What you should do: Convert the part of the listing below that runs from the line containing "Could you spot the concrete tower" to the line containing "point(161, 196)", both included, into a numbered list, leaving out any blank lines.

Records supplied:
>>>

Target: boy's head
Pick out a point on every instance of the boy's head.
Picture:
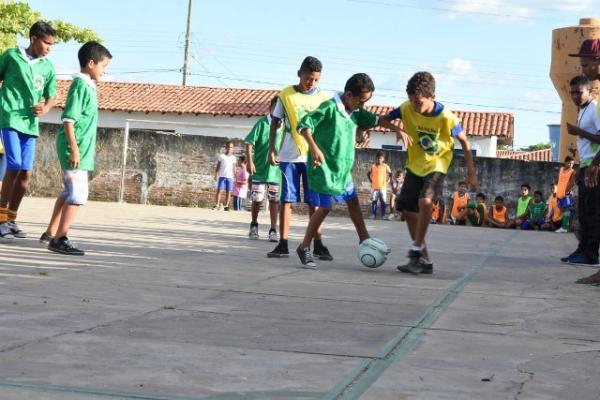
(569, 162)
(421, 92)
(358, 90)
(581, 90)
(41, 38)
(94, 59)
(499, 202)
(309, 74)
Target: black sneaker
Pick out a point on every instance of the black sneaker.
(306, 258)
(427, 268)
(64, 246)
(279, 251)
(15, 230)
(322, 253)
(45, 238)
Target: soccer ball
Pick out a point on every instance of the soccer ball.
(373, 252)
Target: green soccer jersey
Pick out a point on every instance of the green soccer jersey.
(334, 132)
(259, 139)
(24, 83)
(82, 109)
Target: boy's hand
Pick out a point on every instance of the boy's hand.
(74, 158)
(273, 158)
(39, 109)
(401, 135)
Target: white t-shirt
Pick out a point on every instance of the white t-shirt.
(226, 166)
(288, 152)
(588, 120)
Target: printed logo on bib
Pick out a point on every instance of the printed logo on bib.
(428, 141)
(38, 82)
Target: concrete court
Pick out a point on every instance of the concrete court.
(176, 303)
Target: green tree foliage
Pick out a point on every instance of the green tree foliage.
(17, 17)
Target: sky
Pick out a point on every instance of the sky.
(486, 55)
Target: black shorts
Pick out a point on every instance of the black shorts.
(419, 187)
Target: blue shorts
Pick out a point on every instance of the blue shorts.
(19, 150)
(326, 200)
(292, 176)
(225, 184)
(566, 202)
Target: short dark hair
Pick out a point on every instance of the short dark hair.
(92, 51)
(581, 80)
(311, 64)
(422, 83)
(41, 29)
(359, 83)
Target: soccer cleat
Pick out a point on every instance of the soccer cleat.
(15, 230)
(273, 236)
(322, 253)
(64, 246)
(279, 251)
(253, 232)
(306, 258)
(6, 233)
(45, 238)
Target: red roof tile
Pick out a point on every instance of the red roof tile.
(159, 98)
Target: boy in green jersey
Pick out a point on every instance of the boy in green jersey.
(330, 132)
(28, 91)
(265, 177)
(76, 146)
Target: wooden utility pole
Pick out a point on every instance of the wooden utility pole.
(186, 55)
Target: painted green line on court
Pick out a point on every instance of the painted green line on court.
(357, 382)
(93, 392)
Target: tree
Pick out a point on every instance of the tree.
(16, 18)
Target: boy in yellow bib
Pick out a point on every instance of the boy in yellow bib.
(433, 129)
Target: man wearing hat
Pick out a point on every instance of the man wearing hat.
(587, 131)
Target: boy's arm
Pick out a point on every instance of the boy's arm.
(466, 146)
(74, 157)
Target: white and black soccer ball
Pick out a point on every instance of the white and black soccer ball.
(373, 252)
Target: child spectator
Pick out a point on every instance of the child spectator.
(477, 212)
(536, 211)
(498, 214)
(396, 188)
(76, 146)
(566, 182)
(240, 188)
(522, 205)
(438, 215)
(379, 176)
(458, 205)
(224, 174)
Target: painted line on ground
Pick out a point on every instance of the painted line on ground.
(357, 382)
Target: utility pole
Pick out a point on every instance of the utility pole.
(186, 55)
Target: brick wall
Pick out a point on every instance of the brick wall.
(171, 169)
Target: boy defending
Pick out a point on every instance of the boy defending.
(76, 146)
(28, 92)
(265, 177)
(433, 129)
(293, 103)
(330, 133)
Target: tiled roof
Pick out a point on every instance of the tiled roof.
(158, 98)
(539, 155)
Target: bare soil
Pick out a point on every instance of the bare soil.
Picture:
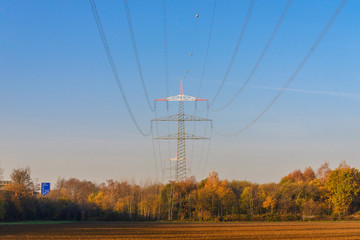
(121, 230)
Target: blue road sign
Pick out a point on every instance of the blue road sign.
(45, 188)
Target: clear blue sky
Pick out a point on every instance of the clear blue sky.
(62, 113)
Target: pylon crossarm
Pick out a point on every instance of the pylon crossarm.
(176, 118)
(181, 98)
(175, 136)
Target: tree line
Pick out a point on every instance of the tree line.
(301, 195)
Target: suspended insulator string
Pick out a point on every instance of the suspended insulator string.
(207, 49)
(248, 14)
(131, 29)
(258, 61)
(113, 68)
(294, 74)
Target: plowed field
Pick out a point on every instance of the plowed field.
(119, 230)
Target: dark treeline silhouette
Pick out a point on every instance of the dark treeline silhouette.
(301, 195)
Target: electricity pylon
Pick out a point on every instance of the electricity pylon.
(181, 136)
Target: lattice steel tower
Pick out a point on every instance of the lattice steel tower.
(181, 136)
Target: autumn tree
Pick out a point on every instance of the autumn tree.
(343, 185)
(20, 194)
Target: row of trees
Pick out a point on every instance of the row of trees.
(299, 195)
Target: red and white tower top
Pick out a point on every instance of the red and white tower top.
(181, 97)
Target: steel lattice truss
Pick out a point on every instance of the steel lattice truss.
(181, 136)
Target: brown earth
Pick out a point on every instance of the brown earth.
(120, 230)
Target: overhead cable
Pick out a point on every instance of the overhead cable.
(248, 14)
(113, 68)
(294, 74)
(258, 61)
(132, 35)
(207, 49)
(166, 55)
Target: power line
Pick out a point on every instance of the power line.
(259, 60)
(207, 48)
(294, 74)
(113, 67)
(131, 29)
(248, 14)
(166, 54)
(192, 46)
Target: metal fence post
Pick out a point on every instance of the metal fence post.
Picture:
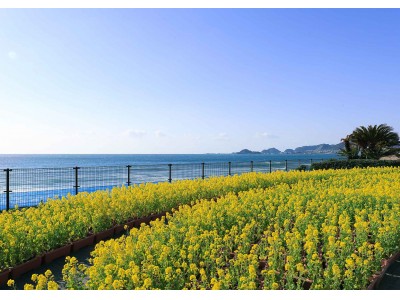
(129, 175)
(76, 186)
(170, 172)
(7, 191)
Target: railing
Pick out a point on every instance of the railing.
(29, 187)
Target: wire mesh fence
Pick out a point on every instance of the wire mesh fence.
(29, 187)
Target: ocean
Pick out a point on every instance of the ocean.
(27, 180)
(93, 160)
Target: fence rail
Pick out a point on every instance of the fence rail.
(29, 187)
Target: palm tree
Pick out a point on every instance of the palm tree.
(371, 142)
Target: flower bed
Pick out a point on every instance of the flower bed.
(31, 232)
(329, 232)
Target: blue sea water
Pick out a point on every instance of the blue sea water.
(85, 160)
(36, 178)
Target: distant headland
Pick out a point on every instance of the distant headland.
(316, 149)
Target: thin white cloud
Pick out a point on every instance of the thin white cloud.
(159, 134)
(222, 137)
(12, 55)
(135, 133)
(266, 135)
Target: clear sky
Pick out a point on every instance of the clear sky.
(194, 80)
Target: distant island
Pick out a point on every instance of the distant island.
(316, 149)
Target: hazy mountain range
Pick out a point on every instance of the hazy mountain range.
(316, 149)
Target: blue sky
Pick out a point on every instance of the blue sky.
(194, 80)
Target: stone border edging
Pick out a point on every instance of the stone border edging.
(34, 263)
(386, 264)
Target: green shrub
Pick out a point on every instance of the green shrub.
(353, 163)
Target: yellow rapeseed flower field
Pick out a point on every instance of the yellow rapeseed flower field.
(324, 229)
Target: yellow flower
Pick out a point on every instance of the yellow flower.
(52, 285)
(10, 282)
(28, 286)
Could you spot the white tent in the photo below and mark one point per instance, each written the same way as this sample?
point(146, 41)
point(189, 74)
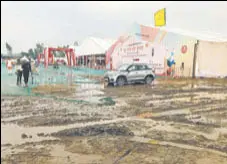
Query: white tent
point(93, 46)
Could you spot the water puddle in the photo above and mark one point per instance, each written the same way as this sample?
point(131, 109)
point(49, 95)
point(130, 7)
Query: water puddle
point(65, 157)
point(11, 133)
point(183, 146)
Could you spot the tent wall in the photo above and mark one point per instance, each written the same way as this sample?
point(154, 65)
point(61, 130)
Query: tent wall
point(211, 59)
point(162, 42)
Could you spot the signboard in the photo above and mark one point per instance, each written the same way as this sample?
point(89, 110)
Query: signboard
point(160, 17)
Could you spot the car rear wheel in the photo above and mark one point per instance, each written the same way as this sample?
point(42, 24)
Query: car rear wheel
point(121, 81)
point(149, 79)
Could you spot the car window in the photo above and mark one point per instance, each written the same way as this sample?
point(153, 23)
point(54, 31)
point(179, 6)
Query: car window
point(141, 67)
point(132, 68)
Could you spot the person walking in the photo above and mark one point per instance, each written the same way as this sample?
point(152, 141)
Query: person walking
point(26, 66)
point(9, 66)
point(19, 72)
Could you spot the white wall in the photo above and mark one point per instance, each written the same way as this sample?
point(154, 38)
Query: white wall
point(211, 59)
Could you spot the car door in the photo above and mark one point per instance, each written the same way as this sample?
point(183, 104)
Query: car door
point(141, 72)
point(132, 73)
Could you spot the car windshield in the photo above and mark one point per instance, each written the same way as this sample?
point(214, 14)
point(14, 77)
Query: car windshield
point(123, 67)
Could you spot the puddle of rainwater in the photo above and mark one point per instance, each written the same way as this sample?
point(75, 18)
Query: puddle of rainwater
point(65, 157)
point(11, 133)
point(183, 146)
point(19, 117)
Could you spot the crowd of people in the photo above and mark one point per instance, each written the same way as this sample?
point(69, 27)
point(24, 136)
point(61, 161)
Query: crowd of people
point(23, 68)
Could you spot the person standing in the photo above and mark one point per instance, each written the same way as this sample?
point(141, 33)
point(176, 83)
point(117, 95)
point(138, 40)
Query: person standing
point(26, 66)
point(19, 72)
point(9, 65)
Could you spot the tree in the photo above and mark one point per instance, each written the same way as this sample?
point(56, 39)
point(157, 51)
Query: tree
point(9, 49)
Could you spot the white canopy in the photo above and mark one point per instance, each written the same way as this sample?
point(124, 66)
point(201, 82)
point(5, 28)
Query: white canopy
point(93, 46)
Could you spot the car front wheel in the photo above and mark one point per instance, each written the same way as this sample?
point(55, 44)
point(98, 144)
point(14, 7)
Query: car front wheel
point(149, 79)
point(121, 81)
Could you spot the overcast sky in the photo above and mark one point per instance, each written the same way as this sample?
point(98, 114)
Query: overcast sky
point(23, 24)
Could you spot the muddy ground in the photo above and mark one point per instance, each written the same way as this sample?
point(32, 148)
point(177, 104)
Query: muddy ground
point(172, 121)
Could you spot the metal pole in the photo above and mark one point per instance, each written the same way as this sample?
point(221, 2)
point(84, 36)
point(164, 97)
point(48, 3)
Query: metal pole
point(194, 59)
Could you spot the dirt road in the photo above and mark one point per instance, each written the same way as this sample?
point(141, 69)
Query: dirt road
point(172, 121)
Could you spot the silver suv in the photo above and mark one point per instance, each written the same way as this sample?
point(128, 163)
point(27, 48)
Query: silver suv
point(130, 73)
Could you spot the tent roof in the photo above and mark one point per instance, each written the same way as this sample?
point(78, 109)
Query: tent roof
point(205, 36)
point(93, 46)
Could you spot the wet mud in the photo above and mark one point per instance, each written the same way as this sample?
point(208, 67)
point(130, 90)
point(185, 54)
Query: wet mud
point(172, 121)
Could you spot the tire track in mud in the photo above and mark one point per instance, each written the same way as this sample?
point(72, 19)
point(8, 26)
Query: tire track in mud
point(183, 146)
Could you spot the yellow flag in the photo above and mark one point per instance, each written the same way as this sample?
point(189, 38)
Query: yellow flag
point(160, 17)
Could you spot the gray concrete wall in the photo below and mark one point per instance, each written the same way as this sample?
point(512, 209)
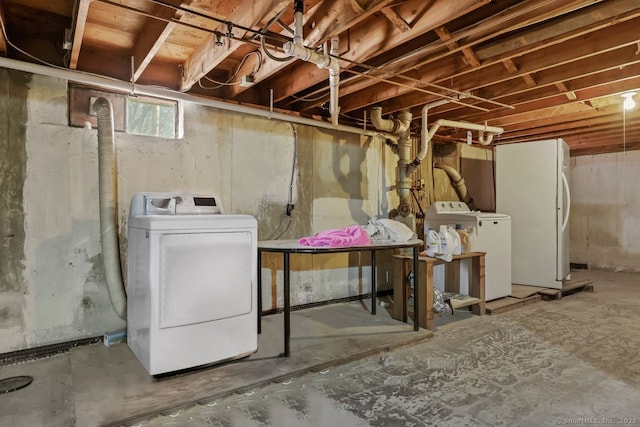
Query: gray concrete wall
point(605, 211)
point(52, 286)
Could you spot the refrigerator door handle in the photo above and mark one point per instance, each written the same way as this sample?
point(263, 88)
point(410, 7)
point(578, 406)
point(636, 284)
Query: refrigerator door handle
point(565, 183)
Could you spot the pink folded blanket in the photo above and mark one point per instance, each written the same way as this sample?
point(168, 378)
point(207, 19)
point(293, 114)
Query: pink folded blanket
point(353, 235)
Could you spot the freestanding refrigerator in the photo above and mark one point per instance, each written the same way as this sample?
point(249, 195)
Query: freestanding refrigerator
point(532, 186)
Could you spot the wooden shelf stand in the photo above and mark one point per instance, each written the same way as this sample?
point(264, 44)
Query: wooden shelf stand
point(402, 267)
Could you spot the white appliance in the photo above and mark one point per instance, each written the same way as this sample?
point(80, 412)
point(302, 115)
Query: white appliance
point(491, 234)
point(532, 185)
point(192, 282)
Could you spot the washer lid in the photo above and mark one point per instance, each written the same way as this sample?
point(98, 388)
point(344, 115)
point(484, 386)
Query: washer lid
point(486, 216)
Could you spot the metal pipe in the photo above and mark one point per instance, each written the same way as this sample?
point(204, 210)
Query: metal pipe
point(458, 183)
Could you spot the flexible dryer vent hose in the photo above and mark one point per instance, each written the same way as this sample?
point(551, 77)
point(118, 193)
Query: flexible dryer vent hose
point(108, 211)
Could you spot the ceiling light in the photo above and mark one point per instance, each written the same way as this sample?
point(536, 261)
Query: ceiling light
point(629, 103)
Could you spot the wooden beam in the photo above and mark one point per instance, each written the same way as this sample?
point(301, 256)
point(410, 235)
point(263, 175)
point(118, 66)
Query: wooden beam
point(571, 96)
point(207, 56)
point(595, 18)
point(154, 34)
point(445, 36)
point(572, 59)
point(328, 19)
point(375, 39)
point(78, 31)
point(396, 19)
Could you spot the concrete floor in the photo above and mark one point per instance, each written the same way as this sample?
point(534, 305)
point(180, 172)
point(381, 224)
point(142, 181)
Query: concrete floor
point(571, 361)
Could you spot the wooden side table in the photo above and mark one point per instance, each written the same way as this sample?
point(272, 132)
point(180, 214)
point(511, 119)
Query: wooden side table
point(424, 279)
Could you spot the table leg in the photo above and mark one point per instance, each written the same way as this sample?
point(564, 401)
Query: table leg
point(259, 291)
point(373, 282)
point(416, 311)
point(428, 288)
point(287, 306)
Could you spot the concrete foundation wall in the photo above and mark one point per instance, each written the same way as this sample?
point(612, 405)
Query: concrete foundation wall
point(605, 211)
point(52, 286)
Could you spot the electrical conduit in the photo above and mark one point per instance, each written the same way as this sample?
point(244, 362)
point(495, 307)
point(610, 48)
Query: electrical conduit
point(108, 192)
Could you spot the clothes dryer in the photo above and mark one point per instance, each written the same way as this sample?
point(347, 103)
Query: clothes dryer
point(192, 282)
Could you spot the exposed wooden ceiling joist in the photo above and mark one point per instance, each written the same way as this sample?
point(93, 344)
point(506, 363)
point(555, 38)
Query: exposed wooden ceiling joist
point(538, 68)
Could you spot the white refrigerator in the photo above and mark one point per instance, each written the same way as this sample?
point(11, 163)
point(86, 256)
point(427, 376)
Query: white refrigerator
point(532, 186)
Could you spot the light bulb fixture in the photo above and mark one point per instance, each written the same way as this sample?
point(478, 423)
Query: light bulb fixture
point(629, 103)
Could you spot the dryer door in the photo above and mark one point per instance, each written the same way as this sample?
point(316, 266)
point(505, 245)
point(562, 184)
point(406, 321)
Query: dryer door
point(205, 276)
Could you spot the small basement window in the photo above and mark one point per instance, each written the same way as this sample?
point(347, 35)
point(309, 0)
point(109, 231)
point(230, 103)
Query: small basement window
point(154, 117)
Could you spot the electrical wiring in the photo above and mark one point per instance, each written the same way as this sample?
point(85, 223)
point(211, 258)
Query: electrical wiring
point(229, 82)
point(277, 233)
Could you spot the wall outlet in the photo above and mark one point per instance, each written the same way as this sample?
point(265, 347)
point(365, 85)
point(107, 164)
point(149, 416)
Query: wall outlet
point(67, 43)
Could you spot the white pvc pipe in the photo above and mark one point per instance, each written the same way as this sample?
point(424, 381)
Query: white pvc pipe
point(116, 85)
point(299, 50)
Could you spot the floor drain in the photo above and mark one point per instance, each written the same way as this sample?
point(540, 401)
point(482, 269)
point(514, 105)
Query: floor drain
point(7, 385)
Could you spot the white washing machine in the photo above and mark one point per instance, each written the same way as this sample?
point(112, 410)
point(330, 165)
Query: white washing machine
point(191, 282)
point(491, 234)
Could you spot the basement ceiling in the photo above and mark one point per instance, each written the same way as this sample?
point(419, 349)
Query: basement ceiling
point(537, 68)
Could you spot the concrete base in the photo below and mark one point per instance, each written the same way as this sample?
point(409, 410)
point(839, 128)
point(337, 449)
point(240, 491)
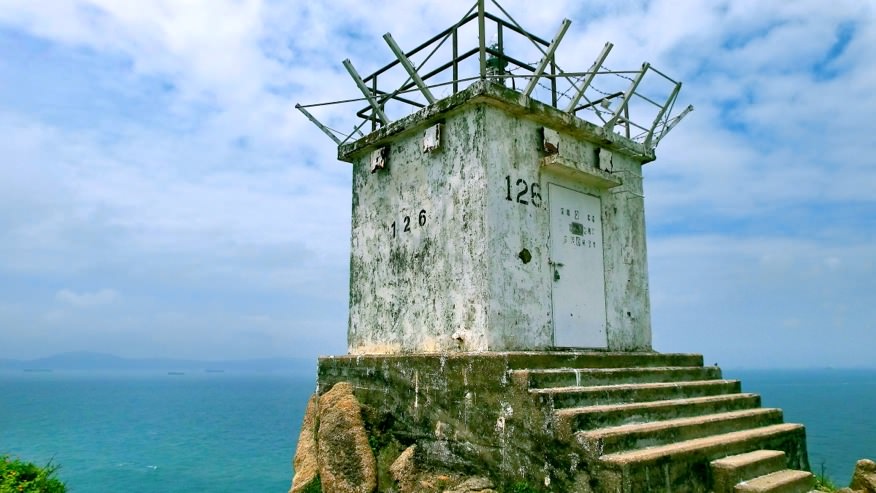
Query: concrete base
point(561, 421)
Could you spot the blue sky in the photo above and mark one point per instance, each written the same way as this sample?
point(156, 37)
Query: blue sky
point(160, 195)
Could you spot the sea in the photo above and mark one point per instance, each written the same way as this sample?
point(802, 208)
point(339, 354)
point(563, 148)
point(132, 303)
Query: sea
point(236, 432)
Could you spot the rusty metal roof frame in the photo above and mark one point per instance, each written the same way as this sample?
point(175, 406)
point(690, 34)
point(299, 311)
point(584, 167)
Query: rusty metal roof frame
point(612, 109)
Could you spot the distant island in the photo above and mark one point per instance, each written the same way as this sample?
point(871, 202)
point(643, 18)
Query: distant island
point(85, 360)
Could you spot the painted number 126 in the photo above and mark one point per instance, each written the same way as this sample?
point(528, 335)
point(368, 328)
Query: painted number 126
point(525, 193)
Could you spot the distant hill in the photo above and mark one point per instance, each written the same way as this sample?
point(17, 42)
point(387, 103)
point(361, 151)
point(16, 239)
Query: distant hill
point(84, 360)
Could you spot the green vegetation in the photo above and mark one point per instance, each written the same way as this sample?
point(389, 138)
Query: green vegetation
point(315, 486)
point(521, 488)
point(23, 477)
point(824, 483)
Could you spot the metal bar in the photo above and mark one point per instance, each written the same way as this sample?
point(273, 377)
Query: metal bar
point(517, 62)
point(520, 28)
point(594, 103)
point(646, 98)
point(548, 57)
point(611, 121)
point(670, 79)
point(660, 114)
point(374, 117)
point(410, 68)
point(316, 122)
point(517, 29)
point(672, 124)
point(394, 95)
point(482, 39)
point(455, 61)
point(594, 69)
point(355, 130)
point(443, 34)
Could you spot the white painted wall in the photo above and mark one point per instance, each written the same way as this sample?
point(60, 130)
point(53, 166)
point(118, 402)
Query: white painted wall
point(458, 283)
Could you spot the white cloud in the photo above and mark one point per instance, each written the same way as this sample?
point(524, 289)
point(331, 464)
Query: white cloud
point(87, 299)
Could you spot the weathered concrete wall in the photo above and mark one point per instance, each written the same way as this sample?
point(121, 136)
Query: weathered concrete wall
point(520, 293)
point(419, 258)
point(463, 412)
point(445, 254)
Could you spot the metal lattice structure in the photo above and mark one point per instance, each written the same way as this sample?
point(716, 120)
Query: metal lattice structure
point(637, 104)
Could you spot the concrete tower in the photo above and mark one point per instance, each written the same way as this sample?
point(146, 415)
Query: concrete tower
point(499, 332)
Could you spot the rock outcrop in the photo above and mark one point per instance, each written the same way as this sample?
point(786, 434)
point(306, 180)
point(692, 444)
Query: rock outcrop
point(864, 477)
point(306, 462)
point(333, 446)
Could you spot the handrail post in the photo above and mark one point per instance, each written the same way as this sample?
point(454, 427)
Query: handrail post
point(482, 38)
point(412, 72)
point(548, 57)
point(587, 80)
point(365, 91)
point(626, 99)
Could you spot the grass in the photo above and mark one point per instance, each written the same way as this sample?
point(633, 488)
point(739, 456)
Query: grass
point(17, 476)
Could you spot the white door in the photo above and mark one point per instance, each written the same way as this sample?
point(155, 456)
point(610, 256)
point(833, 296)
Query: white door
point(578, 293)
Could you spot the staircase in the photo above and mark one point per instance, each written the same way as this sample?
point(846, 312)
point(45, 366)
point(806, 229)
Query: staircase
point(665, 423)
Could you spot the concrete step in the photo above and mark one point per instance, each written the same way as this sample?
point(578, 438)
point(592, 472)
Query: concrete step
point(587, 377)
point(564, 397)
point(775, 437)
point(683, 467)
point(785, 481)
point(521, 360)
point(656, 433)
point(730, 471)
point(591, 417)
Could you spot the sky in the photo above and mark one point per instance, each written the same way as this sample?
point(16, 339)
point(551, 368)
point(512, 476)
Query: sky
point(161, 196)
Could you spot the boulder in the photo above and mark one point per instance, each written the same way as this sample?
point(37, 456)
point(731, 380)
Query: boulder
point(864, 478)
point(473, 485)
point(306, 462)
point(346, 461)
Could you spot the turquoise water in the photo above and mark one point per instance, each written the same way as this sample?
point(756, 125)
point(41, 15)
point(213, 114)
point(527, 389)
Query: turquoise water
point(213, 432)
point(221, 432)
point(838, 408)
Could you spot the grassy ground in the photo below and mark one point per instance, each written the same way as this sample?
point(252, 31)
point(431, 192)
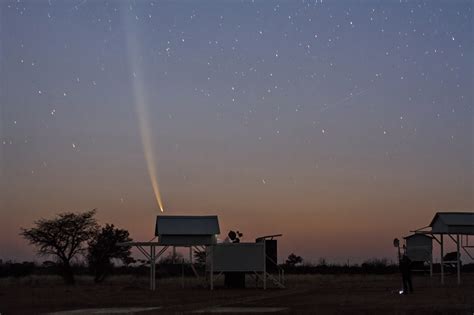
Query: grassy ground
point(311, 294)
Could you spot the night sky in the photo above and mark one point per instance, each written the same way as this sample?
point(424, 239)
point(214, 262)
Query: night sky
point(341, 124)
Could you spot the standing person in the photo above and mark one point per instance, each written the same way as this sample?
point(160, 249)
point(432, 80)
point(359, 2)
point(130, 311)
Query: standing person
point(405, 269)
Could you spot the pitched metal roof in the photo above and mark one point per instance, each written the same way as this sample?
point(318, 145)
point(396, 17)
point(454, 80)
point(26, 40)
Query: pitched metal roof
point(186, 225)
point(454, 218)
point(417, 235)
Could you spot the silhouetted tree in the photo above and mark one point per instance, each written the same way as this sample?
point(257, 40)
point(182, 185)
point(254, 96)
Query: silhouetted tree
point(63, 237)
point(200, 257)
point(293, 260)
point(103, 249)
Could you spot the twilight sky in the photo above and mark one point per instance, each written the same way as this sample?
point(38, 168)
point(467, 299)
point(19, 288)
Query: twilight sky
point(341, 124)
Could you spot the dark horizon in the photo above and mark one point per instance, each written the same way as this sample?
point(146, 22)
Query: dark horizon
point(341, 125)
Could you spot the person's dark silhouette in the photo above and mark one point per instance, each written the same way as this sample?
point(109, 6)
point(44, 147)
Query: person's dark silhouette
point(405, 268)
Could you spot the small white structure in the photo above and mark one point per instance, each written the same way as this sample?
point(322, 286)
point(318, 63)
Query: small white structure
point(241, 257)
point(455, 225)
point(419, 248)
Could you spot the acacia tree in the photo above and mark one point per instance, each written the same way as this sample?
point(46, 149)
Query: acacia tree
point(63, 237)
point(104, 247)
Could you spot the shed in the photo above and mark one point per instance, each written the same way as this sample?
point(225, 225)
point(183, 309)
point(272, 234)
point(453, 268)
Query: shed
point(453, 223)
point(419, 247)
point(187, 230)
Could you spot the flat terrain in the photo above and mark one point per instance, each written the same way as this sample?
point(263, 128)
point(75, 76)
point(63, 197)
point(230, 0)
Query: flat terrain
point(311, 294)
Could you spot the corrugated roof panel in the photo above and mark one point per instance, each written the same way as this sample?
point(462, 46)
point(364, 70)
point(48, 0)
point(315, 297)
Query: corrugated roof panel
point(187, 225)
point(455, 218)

<<<

Written response:
1. Could you spot the concrete tower in the photo above and mark one point per instance, each written the same way as this sample?
2. point(146, 415)
3. Query: concrete tower
4. point(499, 332)
5. Could you spot the rock outcrop in the photo above and mark one point per instance, each written the same way as this sample?
6. point(786, 434)
7. point(306, 180)
8. point(692, 444)
9. Query: rock outcrop
10. point(864, 477)
11. point(306, 462)
12. point(333, 446)
13. Could you spot the handrail post in the photo above and mark one point per instance, each written the same way as this sample?
14. point(454, 427)
15. Query: handrail post
16. point(482, 38)
17. point(412, 72)
18. point(548, 57)
19. point(587, 80)
20. point(365, 91)
21. point(626, 99)
22. Could you spot the grass in the photo above and mark one point per instance, each written the same way as this sample?
23. point(633, 488)
24. point(739, 456)
25. Query: grass
26. point(17, 476)
27. Could you spot the white door in the photo above and mark one point per instance, each written the same way as this sample?
28. point(155, 456)
29. point(610, 256)
30. point(833, 296)
31. Query: white door
32. point(578, 293)
33. Could you spot the staircase in the photo above and mark one point per instance, each written the same way as this sample?
34. point(846, 312)
35. point(45, 366)
36. point(806, 229)
37. Query: staircase
38. point(665, 423)
39. Could you spot the concrete step in the photo above and mark one point per instance, each written the same way as this sample?
40. point(578, 438)
41. point(592, 472)
42. Query: concrete step
43. point(587, 377)
44. point(564, 397)
45. point(775, 437)
46. point(683, 467)
47. point(785, 481)
48. point(521, 360)
49. point(656, 433)
50. point(730, 471)
51. point(591, 417)
52. Could you spot the sky in the photo above and mark one point per instance, each written the same way as this sample?
53. point(16, 339)
54. point(551, 368)
55. point(512, 476)
56. Query: sky
57. point(161, 196)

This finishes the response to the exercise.